▶ The problem
Rescale the data from the line with "For each instance of the green stem, set" to the line with "(1086, 384)", both included. Write out every line in that span again, multiplying each point coordinate by 1.2 and rounding it to a whole number with halves going up, and leave the pictures out.

▶ Stored records
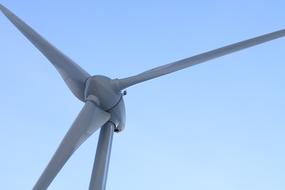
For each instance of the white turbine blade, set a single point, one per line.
(184, 63)
(72, 74)
(88, 121)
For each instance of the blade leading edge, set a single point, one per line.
(200, 58)
(73, 75)
(88, 121)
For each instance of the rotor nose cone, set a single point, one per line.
(101, 87)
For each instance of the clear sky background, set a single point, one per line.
(215, 126)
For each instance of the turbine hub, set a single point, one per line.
(101, 90)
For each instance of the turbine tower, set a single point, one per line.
(104, 107)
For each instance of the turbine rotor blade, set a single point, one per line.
(73, 75)
(200, 58)
(88, 121)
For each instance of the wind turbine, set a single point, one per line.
(103, 97)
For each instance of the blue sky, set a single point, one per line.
(215, 126)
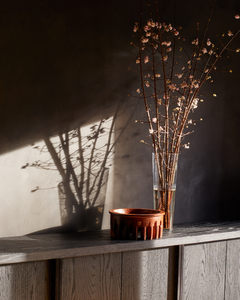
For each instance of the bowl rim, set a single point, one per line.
(148, 212)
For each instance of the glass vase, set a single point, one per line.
(164, 192)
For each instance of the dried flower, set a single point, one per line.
(146, 59)
(154, 120)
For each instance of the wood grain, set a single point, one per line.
(145, 275)
(232, 291)
(204, 271)
(94, 277)
(26, 281)
(55, 245)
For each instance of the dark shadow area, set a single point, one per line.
(82, 157)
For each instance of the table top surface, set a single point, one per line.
(45, 246)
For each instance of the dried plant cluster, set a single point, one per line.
(172, 72)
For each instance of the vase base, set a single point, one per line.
(136, 224)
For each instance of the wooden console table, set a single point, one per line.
(194, 262)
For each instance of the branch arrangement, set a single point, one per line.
(172, 72)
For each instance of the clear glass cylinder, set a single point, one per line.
(164, 189)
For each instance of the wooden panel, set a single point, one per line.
(204, 271)
(144, 275)
(58, 245)
(91, 277)
(24, 281)
(232, 291)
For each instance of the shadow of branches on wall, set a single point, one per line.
(82, 158)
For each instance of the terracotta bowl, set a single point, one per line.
(136, 223)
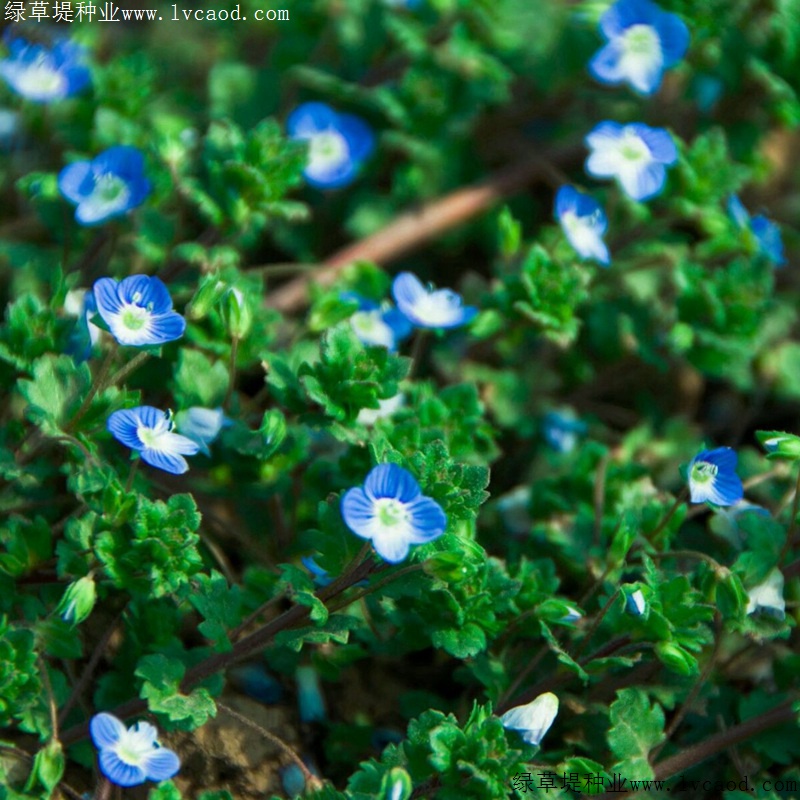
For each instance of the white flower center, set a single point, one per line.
(136, 744)
(40, 79)
(326, 150)
(133, 317)
(641, 40)
(633, 149)
(390, 512)
(703, 472)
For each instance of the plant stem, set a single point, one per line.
(312, 782)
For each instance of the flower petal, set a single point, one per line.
(161, 764)
(105, 730)
(390, 480)
(118, 772)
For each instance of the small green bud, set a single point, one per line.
(273, 429)
(396, 785)
(78, 601)
(677, 659)
(237, 314)
(779, 444)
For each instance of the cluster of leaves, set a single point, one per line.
(685, 340)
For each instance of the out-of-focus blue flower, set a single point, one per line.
(138, 310)
(534, 719)
(43, 75)
(149, 431)
(321, 576)
(636, 155)
(767, 597)
(643, 41)
(561, 430)
(310, 701)
(378, 325)
(635, 604)
(584, 222)
(369, 416)
(429, 308)
(766, 233)
(131, 756)
(254, 681)
(201, 425)
(713, 478)
(80, 303)
(391, 510)
(108, 186)
(337, 143)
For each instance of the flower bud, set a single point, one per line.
(78, 601)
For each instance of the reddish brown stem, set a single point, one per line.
(413, 229)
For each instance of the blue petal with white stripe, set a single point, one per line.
(391, 511)
(636, 155)
(584, 222)
(111, 185)
(131, 756)
(713, 478)
(643, 41)
(148, 430)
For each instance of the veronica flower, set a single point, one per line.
(110, 185)
(584, 222)
(713, 478)
(643, 41)
(337, 143)
(636, 155)
(533, 720)
(635, 604)
(430, 308)
(149, 431)
(378, 325)
(43, 75)
(561, 430)
(138, 310)
(391, 511)
(766, 233)
(131, 756)
(201, 425)
(369, 416)
(767, 597)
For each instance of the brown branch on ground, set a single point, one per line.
(415, 228)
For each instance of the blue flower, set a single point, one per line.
(138, 310)
(429, 308)
(149, 431)
(109, 186)
(43, 75)
(584, 222)
(765, 232)
(534, 719)
(201, 425)
(713, 478)
(643, 41)
(337, 143)
(392, 511)
(635, 604)
(561, 430)
(378, 325)
(310, 702)
(636, 155)
(131, 756)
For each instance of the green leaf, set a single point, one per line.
(635, 729)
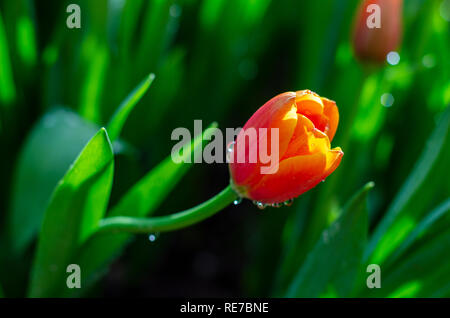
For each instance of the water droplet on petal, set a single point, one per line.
(153, 237)
(260, 205)
(393, 58)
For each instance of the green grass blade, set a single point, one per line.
(337, 255)
(432, 218)
(118, 120)
(142, 199)
(7, 87)
(412, 277)
(399, 220)
(77, 204)
(90, 102)
(26, 40)
(50, 148)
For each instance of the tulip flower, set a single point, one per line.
(372, 39)
(306, 123)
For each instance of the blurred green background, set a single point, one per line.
(219, 60)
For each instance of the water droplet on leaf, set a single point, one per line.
(153, 237)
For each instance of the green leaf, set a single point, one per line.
(51, 147)
(77, 205)
(118, 120)
(419, 189)
(337, 255)
(142, 199)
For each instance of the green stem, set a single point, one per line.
(170, 222)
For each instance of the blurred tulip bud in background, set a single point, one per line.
(377, 29)
(306, 123)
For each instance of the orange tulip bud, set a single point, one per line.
(305, 124)
(378, 29)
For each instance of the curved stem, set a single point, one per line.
(170, 222)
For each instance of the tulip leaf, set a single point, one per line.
(141, 200)
(338, 253)
(77, 205)
(415, 194)
(51, 147)
(118, 120)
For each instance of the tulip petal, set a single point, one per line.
(311, 105)
(334, 157)
(279, 112)
(331, 112)
(295, 176)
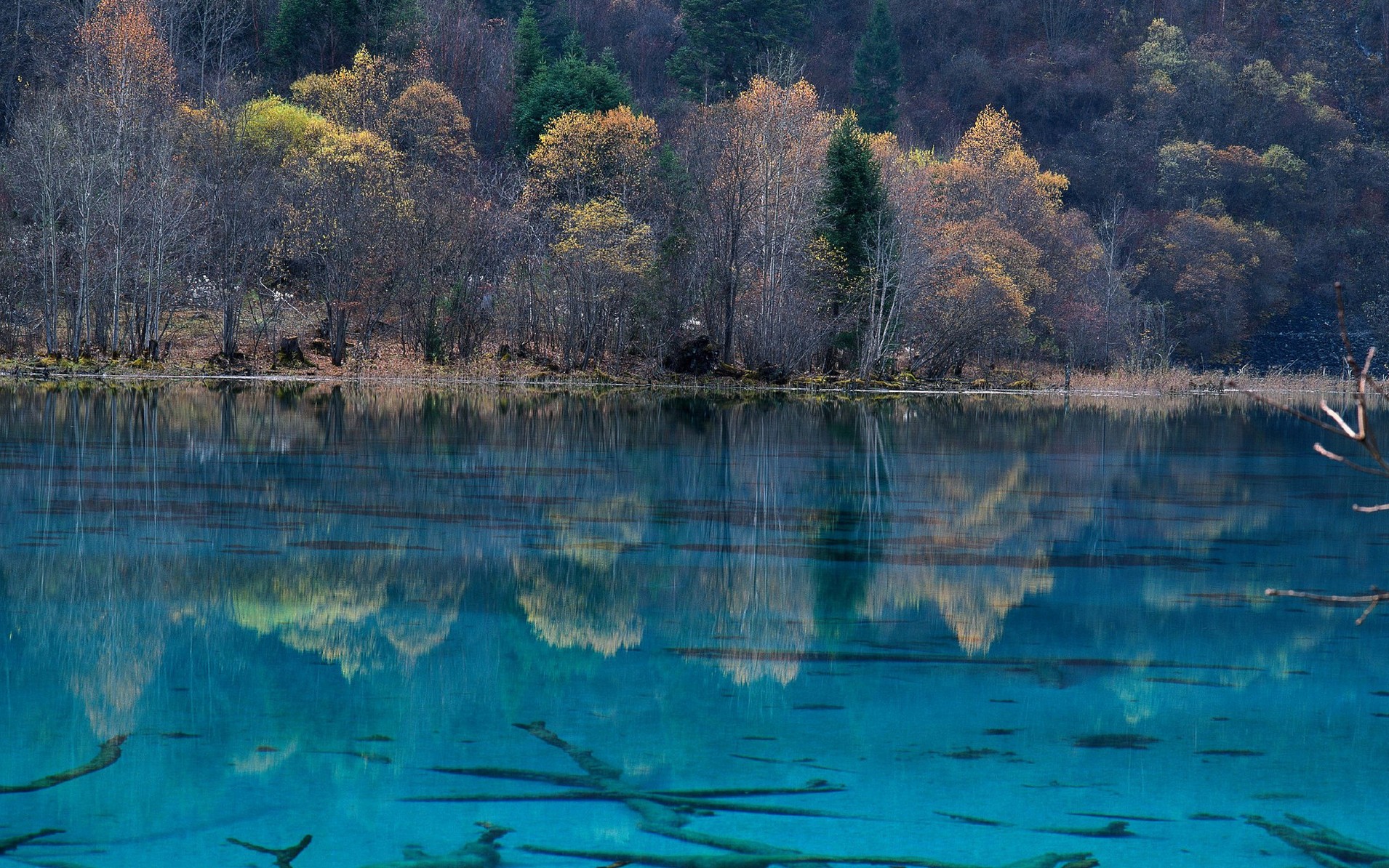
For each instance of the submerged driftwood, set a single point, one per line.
(481, 853)
(284, 856)
(18, 840)
(665, 813)
(110, 753)
(601, 782)
(1321, 843)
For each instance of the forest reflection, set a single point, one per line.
(356, 526)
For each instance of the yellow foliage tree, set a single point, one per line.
(356, 96)
(348, 227)
(601, 256)
(584, 156)
(427, 124)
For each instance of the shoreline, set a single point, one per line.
(1086, 384)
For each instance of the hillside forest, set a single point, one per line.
(865, 188)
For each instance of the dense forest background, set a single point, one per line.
(857, 186)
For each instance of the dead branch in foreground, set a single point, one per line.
(1369, 600)
(108, 755)
(1360, 434)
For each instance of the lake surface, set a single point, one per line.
(934, 614)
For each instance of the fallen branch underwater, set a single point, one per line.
(284, 856)
(108, 756)
(1324, 845)
(17, 840)
(664, 813)
(1369, 600)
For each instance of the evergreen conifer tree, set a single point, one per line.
(853, 195)
(571, 84)
(724, 39)
(528, 55)
(878, 73)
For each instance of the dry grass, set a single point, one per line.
(193, 353)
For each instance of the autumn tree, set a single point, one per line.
(128, 78)
(785, 134)
(355, 96)
(427, 124)
(601, 257)
(238, 182)
(343, 231)
(998, 249)
(878, 73)
(1222, 279)
(584, 156)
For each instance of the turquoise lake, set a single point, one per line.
(970, 630)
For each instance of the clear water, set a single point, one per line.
(297, 602)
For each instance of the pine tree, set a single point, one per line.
(853, 195)
(528, 55)
(571, 84)
(724, 41)
(878, 73)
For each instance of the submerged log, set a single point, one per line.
(1324, 845)
(481, 853)
(284, 856)
(108, 755)
(749, 860)
(1369, 600)
(664, 813)
(18, 840)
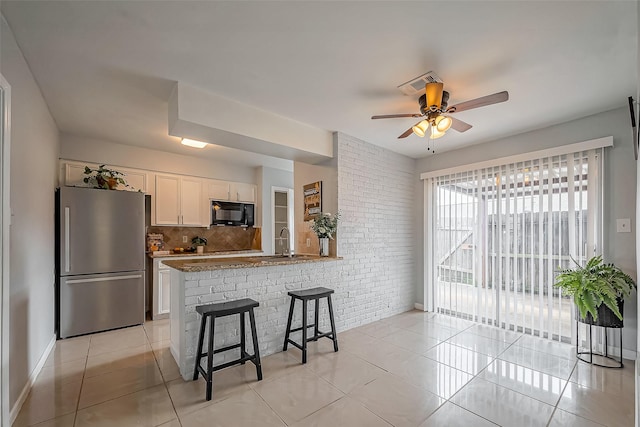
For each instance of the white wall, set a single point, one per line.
(619, 185)
(303, 174)
(267, 178)
(97, 151)
(34, 153)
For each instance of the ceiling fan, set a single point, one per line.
(434, 106)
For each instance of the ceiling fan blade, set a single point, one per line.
(480, 102)
(459, 125)
(394, 116)
(406, 133)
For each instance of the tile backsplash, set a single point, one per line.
(218, 238)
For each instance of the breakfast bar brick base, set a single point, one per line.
(265, 283)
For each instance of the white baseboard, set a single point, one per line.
(32, 379)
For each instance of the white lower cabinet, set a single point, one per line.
(164, 289)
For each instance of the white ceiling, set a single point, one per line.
(106, 69)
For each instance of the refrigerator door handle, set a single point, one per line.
(105, 279)
(67, 250)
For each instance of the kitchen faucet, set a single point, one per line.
(287, 250)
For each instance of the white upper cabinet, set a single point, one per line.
(231, 191)
(179, 201)
(191, 201)
(167, 200)
(217, 190)
(240, 192)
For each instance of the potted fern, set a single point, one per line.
(598, 291)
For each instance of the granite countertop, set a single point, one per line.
(205, 254)
(198, 265)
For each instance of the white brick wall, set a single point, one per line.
(376, 236)
(375, 278)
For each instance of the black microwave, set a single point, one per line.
(232, 213)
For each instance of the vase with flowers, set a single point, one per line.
(325, 226)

▶ Task output
For each instance of the green stem, set a single point, one per line.
(204, 266)
For each instance of the blurred tulip bud in background, set a single point, one per line.
(452, 35)
(367, 148)
For each instance of the orange tulip bud, set a single point, one per line.
(366, 149)
(454, 35)
For each instance of the curved stem, set a single point, one per line.
(204, 266)
For each instance of the tulip leaf, set a single point, one per line.
(169, 240)
(406, 304)
(92, 246)
(498, 233)
(61, 176)
(142, 144)
For each instance of the tulip petal, set a single point, one per line.
(373, 126)
(401, 188)
(335, 134)
(397, 134)
(354, 211)
For each instance of the submerged driftwood, set a single point, one per line.
(577, 1024)
(341, 1027)
(22, 1008)
(798, 976)
(132, 904)
(721, 938)
(1585, 1012)
For each instance of the forest reflection, set a single point, one per line.
(427, 631)
For each instance of the yellow foliage tree, set a single point, one per line.
(427, 115)
(418, 272)
(721, 307)
(701, 187)
(512, 149)
For each instance of the shoreline, set a single point, one per line.
(1303, 461)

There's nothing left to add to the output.